[Stored records]
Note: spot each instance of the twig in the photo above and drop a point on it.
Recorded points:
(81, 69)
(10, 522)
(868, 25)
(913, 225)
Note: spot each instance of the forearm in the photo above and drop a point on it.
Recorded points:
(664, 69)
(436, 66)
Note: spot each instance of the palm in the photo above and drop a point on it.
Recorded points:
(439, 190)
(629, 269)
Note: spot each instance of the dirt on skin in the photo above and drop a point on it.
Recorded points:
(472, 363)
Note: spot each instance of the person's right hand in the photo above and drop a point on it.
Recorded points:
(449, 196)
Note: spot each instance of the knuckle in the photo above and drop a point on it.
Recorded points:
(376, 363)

» Try it
Would you please return all of the data exactly?

» Answer for this exercise
Note: spot each instance of the twig in the photo above and drop a point on it.
Recorded points:
(81, 69)
(10, 522)
(868, 25)
(913, 225)
Note: spot each instance of the forearm in the photo above and drop a point on it.
Recorded points:
(664, 69)
(436, 66)
Note: spot each instance of the palm in the photo above and drop a point on it.
Recorded points:
(439, 190)
(629, 269)
Note: spot each instance of the dirt on skin in the photo above and drop a point on it.
Recorded points:
(472, 363)
Note: spot each instance of the person's right hand in the photo above and drop a point on it.
Recorded points:
(449, 196)
Note: spot each instance of the knuckle in the photo above and drop a point on it.
Recorded points:
(376, 363)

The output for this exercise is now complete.